Comment avez-vous appris que Futuropolis allait « renaître de ses cendres » ?
Une rumeur circulait au printemps dernier. Mais ce n’est qu’en septembre 2004 que j’en ai eu la confirmation de la part de Gallimard. Je me suis tout de suite opposé à ce qu’on réanime Futuropolis ! On m’a répondu : « Vous comprenez, c’est une marque qui vaut de l’argent. Nous allons la relancer. Vous pourriez y avoir un rôle de consultant, en devenant en quelque sorte une sorte de grand frère, de surveillant ». C’était bien évidement hors de question !
Pourquoi ?
Cette association entre Gallimard et Soleil pour relancer Futuropolis n’est qu’une opération publicitaire. Je connaissais la réputation de Mourad Boudjellal lorsqu’il était librairie à Toulon. On le percevait alors comme un soldeur ! J’ai mis en garde Antoine Gallimard contre cette association hasardeuse. Pourquoi vouloir déterrer ce pauvre Futuropolis que l’on a enterré en accord avec Antoine Gallimard ?
Gallimard et Soleil ont confié la destinée de cette maison à Sébastien Gnaedig. Il a une excellente réputation, et a insufflé une nouvelle dynamique aux éditions Dupuis en créant les collections Expresso, Empreintes, etc.

-- Problème posé A --
Indiquez si chacune des affirmations suivantes concorde avec l'extrait du document. (i) Gallimard a confirmé la relance de Futuropolis en septembre 2004. (ii) La personne interrogée a accepté de devenir consultante pour la nouvelle maison. (iii) Sébastien Gnaedig a créé des collections aux éditions Dupuis. Répondez à chaque affirmation par oui ou par non et citez les mots décisifs de l'extrait.

-- Lignes de données --
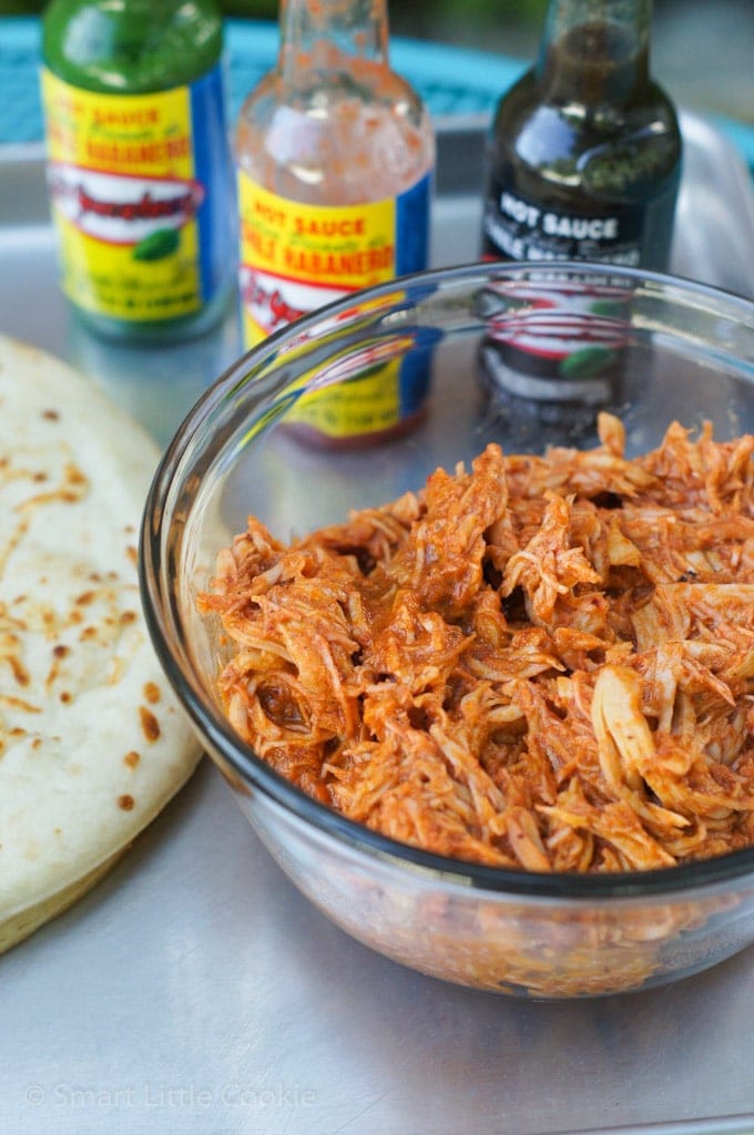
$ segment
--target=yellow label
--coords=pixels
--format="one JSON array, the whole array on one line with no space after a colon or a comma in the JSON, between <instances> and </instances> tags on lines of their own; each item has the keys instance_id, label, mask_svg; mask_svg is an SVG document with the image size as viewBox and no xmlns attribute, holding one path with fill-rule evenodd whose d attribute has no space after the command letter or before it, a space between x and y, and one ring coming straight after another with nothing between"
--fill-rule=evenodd
<instances>
[{"instance_id":1,"label":"yellow label","mask_svg":"<svg viewBox=\"0 0 754 1135\"><path fill-rule=\"evenodd\" d=\"M377 373L307 394L288 421L337 439L393 429L400 421L400 382L399 363L385 363Z\"/></svg>"},{"instance_id":2,"label":"yellow label","mask_svg":"<svg viewBox=\"0 0 754 1135\"><path fill-rule=\"evenodd\" d=\"M82 91L42 74L62 287L79 306L162 320L202 305L191 92Z\"/></svg>"},{"instance_id":3,"label":"yellow label","mask_svg":"<svg viewBox=\"0 0 754 1135\"><path fill-rule=\"evenodd\" d=\"M395 276L393 199L287 201L238 173L240 285L248 346L349 292Z\"/></svg>"}]
</instances>

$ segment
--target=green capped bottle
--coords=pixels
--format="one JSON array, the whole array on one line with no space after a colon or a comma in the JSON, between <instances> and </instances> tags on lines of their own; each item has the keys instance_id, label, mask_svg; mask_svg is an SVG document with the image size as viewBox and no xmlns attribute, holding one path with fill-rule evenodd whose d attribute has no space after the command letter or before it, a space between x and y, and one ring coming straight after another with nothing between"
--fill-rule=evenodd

-- Problème posé B --
Réécrivez l'ensemble des lignes des enregistrements sous forme de liste numérotée, sans les lignes vides. Les images ne doivent pas figurer dans votre réponse.

-- Solution rédigée A --
(i) Oui : « ce n’est qu’en septembre 2004 que j’en ai eu la confirmation de la part de Gallimard ».
(ii) Non : « C’était bien évidement hors de question ! »
(iii) Oui : « a insufflé une nouvelle dynamique aux éditions Dupuis en créant les collections Expresso, Empreintes, etc. »

-- Solution rédigée B --
1. $ segment
2. --target=yellow label
3. --coords=pixels
4. --format="one JSON array, the whole array on one line with no space after a colon or a comma in the JSON, between <instances> and </instances> tags on lines of their own; each item has the keys instance_id, label, mask_svg; mask_svg is an SVG document with the image size as viewBox and no xmlns attribute, holding one path with fill-rule evenodd whose d attribute has no space after the command letter or before it, a space between x and y, and one ring coming straight after another with nothing between"
5. --fill-rule=evenodd
6. <instances>
7. [{"instance_id":1,"label":"yellow label","mask_svg":"<svg viewBox=\"0 0 754 1135\"><path fill-rule=\"evenodd\" d=\"M377 373L307 394L288 421L337 439L393 429L400 421L400 382L399 363L385 363Z\"/></svg>"},{"instance_id":2,"label":"yellow label","mask_svg":"<svg viewBox=\"0 0 754 1135\"><path fill-rule=\"evenodd\" d=\"M82 91L42 74L62 287L79 306L162 320L202 305L191 92Z\"/></svg>"},{"instance_id":3,"label":"yellow label","mask_svg":"<svg viewBox=\"0 0 754 1135\"><path fill-rule=\"evenodd\" d=\"M395 276L393 199L287 201L238 173L240 285L248 346L349 292Z\"/></svg>"}]
8. </instances>
9. $ segment
10. --target=green capped bottle
11. --coords=pixels
12. --format="one JSON array, the whole array on one line with no space after a colon or a comma in the JSON, between <instances> and </instances> tags on lines of their own; each item has the keys instance_id, label, mask_svg; mask_svg is an SVG document with the image size as viewBox and no xmlns attribute, holding one path with fill-rule evenodd whose d attribute has no space after the command letter or before it, a space between x and y, and one ring coming straight after another with nothing between"
13. --fill-rule=evenodd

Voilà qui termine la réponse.